Saved entries:
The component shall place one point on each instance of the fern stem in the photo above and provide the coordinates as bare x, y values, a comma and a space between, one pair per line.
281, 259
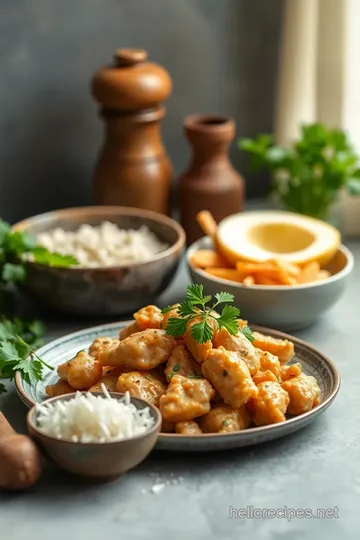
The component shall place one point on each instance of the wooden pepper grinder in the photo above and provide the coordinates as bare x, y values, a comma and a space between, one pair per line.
133, 168
210, 183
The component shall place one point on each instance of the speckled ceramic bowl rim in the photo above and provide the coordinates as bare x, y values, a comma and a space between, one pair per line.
275, 333
348, 268
103, 211
31, 420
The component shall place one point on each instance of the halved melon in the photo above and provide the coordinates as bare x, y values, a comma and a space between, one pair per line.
263, 235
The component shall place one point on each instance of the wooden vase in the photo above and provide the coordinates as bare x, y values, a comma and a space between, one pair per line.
133, 168
210, 183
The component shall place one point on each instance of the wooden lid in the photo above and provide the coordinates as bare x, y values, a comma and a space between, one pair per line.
131, 83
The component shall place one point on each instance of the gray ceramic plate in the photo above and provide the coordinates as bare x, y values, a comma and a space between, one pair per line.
314, 363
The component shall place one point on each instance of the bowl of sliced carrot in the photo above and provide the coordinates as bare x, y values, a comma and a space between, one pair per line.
275, 291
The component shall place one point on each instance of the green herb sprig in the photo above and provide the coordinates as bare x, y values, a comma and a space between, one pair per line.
15, 247
18, 339
195, 307
308, 175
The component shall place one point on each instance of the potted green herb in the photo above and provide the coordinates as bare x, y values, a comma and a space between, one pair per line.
308, 176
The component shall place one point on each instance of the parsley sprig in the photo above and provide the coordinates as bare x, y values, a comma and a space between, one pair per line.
18, 339
15, 245
195, 306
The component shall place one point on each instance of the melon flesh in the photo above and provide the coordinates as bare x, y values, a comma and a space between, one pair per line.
263, 235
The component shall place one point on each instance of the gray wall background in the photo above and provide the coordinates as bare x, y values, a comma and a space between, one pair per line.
222, 55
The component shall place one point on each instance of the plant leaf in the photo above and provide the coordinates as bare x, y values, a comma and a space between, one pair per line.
186, 308
353, 186
31, 369
202, 331
14, 273
43, 256
224, 297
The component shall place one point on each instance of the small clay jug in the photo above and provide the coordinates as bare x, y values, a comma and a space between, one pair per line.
210, 183
133, 168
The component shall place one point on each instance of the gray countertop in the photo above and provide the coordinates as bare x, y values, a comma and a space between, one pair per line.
318, 467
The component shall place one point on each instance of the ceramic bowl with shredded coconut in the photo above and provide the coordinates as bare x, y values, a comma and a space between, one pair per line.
95, 435
127, 257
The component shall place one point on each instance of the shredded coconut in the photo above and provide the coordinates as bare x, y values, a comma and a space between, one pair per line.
157, 488
104, 245
93, 419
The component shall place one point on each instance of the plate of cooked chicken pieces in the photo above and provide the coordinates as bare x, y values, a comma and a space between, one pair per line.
218, 383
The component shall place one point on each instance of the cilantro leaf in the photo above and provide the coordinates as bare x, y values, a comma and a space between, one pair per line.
8, 352
31, 369
195, 294
186, 308
13, 273
224, 297
202, 331
194, 308
6, 330
228, 320
246, 330
43, 256
176, 327
167, 310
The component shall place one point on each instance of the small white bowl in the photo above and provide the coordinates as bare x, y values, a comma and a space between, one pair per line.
284, 307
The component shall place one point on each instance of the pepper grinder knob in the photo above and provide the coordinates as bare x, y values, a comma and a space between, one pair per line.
130, 57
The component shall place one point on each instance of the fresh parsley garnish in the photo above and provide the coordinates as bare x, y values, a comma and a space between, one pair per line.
17, 342
16, 248
195, 307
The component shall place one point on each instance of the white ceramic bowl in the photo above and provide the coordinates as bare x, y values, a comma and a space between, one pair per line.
285, 308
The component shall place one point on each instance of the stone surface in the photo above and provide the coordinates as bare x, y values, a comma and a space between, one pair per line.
314, 468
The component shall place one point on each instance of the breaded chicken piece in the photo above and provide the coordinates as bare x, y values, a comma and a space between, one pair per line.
289, 372
143, 350
60, 388
181, 363
241, 345
262, 376
172, 314
186, 399
142, 385
269, 407
128, 330
304, 393
224, 419
167, 427
148, 317
101, 344
230, 376
282, 348
242, 323
188, 428
109, 381
81, 372
269, 362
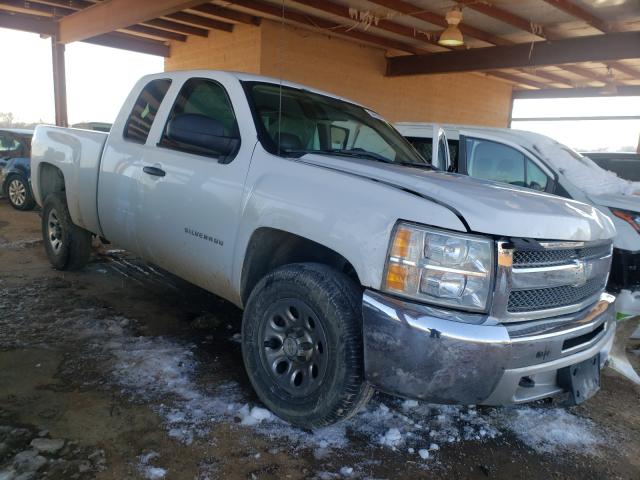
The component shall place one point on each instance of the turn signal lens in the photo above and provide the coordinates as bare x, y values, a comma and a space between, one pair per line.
396, 276
401, 243
440, 267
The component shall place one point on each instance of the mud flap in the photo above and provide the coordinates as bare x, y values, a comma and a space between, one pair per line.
618, 356
581, 380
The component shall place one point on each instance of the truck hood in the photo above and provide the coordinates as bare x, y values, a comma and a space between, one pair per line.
624, 202
486, 207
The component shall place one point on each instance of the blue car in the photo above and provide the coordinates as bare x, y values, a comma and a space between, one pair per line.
15, 167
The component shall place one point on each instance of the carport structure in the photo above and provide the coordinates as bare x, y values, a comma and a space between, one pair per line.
384, 53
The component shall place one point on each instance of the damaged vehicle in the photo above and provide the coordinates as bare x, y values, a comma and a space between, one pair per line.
15, 167
535, 161
358, 265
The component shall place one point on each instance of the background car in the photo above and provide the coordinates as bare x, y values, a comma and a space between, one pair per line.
625, 165
15, 167
535, 161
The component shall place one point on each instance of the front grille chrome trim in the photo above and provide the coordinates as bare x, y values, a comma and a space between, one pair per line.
578, 272
589, 261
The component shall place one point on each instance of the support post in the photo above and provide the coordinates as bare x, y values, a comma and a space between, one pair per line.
59, 82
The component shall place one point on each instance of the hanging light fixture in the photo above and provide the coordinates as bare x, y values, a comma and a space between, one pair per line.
610, 87
452, 36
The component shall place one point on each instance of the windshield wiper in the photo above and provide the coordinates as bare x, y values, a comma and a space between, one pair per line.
360, 153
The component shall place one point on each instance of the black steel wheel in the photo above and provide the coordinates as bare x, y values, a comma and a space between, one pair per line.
68, 246
19, 193
302, 344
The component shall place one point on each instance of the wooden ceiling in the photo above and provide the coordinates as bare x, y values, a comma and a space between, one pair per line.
534, 44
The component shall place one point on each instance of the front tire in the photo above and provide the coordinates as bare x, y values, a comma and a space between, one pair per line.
19, 193
302, 344
68, 246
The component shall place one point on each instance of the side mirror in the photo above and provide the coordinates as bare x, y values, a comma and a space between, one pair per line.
201, 135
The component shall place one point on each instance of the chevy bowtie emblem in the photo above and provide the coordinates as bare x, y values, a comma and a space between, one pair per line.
582, 273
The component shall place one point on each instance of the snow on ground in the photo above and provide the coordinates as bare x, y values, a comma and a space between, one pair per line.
550, 430
149, 471
584, 172
163, 371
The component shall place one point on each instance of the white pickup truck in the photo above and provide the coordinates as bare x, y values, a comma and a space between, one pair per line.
357, 264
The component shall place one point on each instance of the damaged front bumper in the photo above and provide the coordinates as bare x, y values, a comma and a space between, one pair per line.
442, 356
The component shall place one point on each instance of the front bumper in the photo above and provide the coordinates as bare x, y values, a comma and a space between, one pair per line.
422, 352
625, 270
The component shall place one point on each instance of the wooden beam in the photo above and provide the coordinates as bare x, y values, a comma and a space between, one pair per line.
552, 77
155, 32
222, 12
69, 6
626, 69
37, 7
111, 15
436, 19
383, 24
623, 91
576, 11
497, 13
59, 83
597, 48
177, 27
130, 42
335, 28
516, 79
28, 23
585, 73
205, 22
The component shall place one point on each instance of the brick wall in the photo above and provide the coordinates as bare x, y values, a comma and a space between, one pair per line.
350, 70
237, 51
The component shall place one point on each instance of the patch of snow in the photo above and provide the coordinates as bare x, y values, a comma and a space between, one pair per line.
409, 404
254, 415
346, 471
392, 438
583, 172
149, 471
551, 430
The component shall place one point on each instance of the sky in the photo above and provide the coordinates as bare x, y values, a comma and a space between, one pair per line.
99, 79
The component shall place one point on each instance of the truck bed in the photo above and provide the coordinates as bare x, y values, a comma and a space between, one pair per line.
76, 153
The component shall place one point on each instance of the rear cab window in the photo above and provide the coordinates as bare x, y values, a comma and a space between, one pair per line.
206, 99
145, 109
495, 161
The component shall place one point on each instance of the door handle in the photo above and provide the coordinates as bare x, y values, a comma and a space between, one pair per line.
158, 172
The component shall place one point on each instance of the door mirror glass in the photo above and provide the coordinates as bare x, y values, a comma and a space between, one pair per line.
200, 134
339, 137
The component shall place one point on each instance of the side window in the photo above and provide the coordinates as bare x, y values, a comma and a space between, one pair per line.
202, 121
536, 178
145, 109
423, 145
8, 144
494, 161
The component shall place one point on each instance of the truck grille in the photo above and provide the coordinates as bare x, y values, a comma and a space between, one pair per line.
551, 279
554, 257
555, 297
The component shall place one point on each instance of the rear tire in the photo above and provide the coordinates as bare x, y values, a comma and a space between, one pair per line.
68, 246
302, 344
19, 193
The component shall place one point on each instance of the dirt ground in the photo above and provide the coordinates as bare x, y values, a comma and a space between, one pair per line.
121, 371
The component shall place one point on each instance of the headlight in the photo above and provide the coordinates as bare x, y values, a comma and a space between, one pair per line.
632, 218
440, 267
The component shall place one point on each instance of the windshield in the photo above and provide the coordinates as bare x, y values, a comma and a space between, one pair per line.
296, 122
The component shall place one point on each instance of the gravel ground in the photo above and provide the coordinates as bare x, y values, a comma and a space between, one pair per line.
123, 371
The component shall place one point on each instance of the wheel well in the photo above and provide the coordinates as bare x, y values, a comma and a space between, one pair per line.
270, 248
51, 180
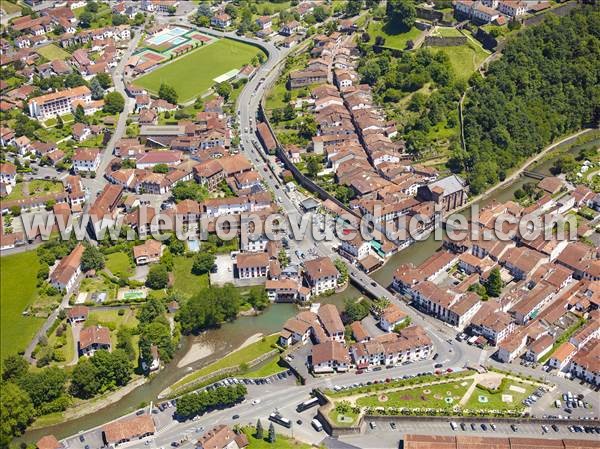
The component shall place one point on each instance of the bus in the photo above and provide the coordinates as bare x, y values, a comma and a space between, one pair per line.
307, 404
278, 419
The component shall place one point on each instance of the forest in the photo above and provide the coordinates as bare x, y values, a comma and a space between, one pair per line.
546, 85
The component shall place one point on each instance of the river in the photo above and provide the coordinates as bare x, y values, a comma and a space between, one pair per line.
231, 335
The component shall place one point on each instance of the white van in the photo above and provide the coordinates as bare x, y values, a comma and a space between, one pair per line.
317, 425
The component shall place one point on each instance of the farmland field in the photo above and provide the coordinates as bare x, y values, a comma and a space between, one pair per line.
17, 291
192, 75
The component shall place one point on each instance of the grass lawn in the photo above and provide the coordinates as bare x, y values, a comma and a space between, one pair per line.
268, 369
346, 419
110, 318
185, 281
495, 402
119, 263
206, 63
395, 37
236, 358
51, 52
464, 59
17, 291
281, 441
35, 187
432, 396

## YOUR GOAL:
Copy out only the lines beginning at the line with "the windshield in" and ending at the last line of the entries. Keep them exact; drop pictures.

## EXPECTED ANSWER:
The component shall place one point on each instance of the windshield in the photo above and provide the coordinates as bare x, y values, a comma and a space between, one pair per line.
296, 122
The component shall place one point on each instance of the gravel ground in the photo above and provide the coordinates as bare x, y values, a comma and a space between, one pair per line.
123, 371
The component shall place one point on each instance of the wheel well in the photo above and provide the coordinates as bare x, y values, a comma and a space between, one pair per line.
270, 248
51, 180
The component shall place one point on each instance of the bus in the photo above and provide the coordinates as bare x, y values, a comma and a space between, one pair per line.
307, 404
278, 419
The component shall place one point on each instance of the forest in the photo above and provide the coordinates as bare x, y values, a comma and a space between, one pair per line.
546, 85
The component shall place one point on each instance of the river in the photo above and provide the coordinates as bare x, y values, a comma and a space between, one pair per line.
231, 335
The component shall place one point on each instance of the white van in the photo above and provide the coordinates as bare x, y values, a comma and a space between, one pair per line.
317, 425
The component shall place one point on each instance of the farmland field in the photo above and provide the coordinates as bare x, y values, a comma and a space between, one pair per line.
17, 291
192, 75
The component shall place one point on each instance of the grass lawn in the photo above and provide the coordinates as bare x, y values, a comma and a space between, one pair per line.
268, 369
346, 419
110, 318
185, 281
495, 402
119, 263
206, 63
395, 37
236, 358
51, 52
464, 59
17, 291
281, 441
35, 187
432, 396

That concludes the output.